DIRECTIONS FOR THIS TASK:
Reproduce the rows below word for word, keeping every line in its original order.

ENTRIES SUPPLIED:
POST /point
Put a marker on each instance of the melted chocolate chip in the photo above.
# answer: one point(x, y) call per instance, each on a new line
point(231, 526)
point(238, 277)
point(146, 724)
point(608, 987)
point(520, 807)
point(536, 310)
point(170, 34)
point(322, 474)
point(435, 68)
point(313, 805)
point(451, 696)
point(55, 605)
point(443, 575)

RESULT OF THE TASK:
POST /point
Put a marker on each instance of the melted chocolate chip in the photo above.
# answer: one point(x, y) call per instance, each on a new line
point(231, 526)
point(238, 277)
point(146, 724)
point(608, 987)
point(520, 807)
point(536, 310)
point(170, 34)
point(322, 474)
point(435, 68)
point(313, 805)
point(451, 696)
point(55, 605)
point(443, 575)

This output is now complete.